Render every line of the items below as a numbered list, skipping blank lines. Leave the pictures out of your answer.

(Items from a labeling collection)
..........
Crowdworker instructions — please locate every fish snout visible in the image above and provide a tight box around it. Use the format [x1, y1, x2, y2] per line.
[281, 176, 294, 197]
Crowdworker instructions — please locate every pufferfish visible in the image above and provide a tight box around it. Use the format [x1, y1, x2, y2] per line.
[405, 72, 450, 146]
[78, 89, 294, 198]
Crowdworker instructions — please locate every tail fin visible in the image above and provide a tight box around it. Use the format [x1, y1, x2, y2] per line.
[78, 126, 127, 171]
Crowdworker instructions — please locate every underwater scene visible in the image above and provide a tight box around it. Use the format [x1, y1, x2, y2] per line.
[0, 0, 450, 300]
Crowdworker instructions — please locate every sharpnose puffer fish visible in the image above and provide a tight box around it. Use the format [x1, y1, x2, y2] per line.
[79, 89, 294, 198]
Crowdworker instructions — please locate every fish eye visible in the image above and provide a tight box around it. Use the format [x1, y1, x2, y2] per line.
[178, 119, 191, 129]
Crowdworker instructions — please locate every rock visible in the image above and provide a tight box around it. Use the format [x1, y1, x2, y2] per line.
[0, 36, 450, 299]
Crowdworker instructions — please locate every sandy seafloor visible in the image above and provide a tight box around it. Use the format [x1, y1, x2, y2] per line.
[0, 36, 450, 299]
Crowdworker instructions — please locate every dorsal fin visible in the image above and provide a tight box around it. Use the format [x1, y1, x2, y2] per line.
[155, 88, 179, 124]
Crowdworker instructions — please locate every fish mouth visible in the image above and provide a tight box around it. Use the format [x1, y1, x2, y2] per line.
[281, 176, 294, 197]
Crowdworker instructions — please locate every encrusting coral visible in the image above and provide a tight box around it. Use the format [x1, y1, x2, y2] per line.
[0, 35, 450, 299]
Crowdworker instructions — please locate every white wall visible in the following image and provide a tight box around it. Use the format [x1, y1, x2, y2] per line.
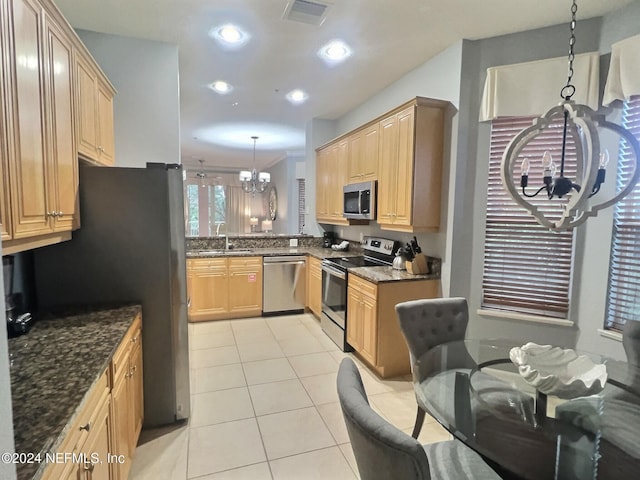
[265, 156, 304, 235]
[0, 242, 16, 480]
[307, 41, 463, 292]
[307, 2, 640, 358]
[77, 30, 181, 167]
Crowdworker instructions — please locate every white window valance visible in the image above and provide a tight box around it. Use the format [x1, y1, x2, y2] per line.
[480, 52, 600, 122]
[602, 35, 640, 105]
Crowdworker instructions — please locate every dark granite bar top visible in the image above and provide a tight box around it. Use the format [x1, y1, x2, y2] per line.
[9, 305, 141, 480]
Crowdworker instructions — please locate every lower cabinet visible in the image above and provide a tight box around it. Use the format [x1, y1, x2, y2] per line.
..........
**Written solution:**
1. Crowdworker instructions — please locate every fish snout visible in the image above and provide a tight box around it. Use the format [x1, y1, x2, y2] per line.
2. [281, 176, 294, 197]
3. Crowdworker instructions — please locate every pufferfish visible in the image above and provide a tight box around it. Use the format [x1, y1, x2, y2] per line.
4. [405, 72, 450, 146]
5. [78, 89, 294, 198]
6. Crowdworker instructions — please locate every tail fin visible in the image above and provide a tight box around it. Use the format [x1, y1, x2, y2] per line.
7. [78, 126, 127, 171]
8. Crowdworker instructions — please locate every underwater scene visible in the image above and provide a tight box around it. Use the format [x1, y1, x2, y2] per line.
9. [0, 0, 450, 300]
10. Crowdworker instructions — please locate every sharpnose puffer fish visible in the image above and provide a tight box around it. Use the format [x1, y1, x2, y2] per line.
11. [79, 89, 294, 198]
12. Crowdworker instructions — please locate every fish eye visible in the image above and provide a tight box around it. Use the format [x1, y1, x2, y2] per line.
13. [178, 119, 191, 129]
14. Crowdworker instructions — please locate every rock visible in the image above and provide a tight box around it. Use the format [x1, y1, x2, y2] per line.
15. [0, 36, 450, 299]
16. Crowdworker instructions — please locate every sandy seafloor visible in the image above and provide a tight box around it. Use the format [x1, y1, x2, y2] per line.
17. [0, 36, 450, 299]
18. Crowdworker instructions — please locate every dorsal fin visible in the image above and provide a tight box around it. Use the format [x1, y1, x2, y2] per line.
19. [155, 88, 179, 124]
20. Crowdworker instructions — please locate every fish mouth visible in the image above and provide a tight box around it. Use the format [x1, y1, x2, y2] per line.
21. [281, 176, 294, 197]
22. Crowdworker instructions — please locate every encrusting coral visible in the image above and provide a tight box around it. Use the format [x1, y1, x2, y2] per line.
23. [0, 35, 450, 299]
24. Crowdworker instructions — please locate every white wall visible in the following image and provide a tight box around it. Use the format [x1, y1, x2, y2] per line.
25. [265, 156, 304, 235]
26. [0, 242, 16, 480]
27. [307, 41, 463, 292]
28. [307, 2, 640, 358]
29. [77, 30, 181, 167]
30. Crowdworker instructions — please locate every white window valance visible in the image above and provide a tight box around it. Use the format [x1, y1, x2, y2] per line.
31. [480, 52, 600, 122]
32. [602, 35, 640, 105]
33. Crowdworker instructions — please locate every dark granite bar top visible in the image above and provide a tight box around it. Use the format [x1, y1, x2, y2] per line.
34. [9, 305, 141, 480]
35. Crowdworker instructions — please locate every lower cabinet visible in the image above and provide a tight box around it. Use the format [x1, y1, x2, y2] per line.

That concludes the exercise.